[Entries for bounding box labeling]
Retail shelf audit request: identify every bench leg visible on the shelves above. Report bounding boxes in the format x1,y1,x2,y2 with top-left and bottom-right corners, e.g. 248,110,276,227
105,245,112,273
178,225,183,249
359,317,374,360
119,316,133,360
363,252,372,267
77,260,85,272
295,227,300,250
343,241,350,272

GIVEN PROBLEM ▸
Reproduce each entry from the records above, character for character.

ANSWER TO THIS PROBLEM ▸
Retail shelf audit request: identify every bench leg visible on the shelves above. Report bounding boxes in the format x1,y1,x2,y2 with top-left and bottom-right corners, e.g. 248,110,276,227
105,245,112,273
178,225,183,249
359,317,374,360
119,316,133,360
363,252,372,267
77,260,85,272
295,227,300,250
343,241,350,272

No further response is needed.